━━ SOURCE DATA
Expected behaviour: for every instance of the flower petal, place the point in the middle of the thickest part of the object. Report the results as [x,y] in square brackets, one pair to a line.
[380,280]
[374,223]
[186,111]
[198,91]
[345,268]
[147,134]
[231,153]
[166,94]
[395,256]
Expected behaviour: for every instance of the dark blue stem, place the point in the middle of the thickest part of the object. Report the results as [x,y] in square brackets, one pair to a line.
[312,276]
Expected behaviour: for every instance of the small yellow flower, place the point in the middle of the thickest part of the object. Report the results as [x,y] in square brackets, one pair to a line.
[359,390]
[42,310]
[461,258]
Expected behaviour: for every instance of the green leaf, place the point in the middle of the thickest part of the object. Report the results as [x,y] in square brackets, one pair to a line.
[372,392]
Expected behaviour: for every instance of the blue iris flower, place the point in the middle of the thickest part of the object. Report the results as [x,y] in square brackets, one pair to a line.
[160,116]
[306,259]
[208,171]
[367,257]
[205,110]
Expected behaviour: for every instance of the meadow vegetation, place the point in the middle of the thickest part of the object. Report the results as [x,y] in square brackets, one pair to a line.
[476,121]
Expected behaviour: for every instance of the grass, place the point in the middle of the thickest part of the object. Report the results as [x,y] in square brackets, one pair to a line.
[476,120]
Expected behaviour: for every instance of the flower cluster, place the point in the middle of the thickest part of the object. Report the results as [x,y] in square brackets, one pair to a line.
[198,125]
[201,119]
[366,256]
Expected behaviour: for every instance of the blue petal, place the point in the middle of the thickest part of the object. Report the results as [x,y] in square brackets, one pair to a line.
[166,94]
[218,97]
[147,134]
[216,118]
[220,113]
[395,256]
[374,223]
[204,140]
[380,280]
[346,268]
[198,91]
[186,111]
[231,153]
━━━━
### OBJECTIVE
From the line containing "Expected behaviour: for every instance of the grass, place" to the last line of the material, please quote every line exactly and only those.

### COMPLETE OUTPUT
Expected behaviour: for every instance of the grass, place the point in the middle of the thickest part of the object. Report the results as [x,y] in square brackets, one pair to a line.
[476,120]
Expected behaviour: for every instance of the flower cluster, place the point in the middle of the thickest part of the object. Report the results as [x,y] in square brackets, one pair to a line.
[198,125]
[201,119]
[366,256]
Expected behaviour: for every instance of the blue petal, place the point in the middle of the thickest part of the object. Report the results as [x,y] in square brackets, one pair to a line.
[166,94]
[218,97]
[147,134]
[216,118]
[220,113]
[395,256]
[374,223]
[204,140]
[380,280]
[346,268]
[198,91]
[186,111]
[231,153]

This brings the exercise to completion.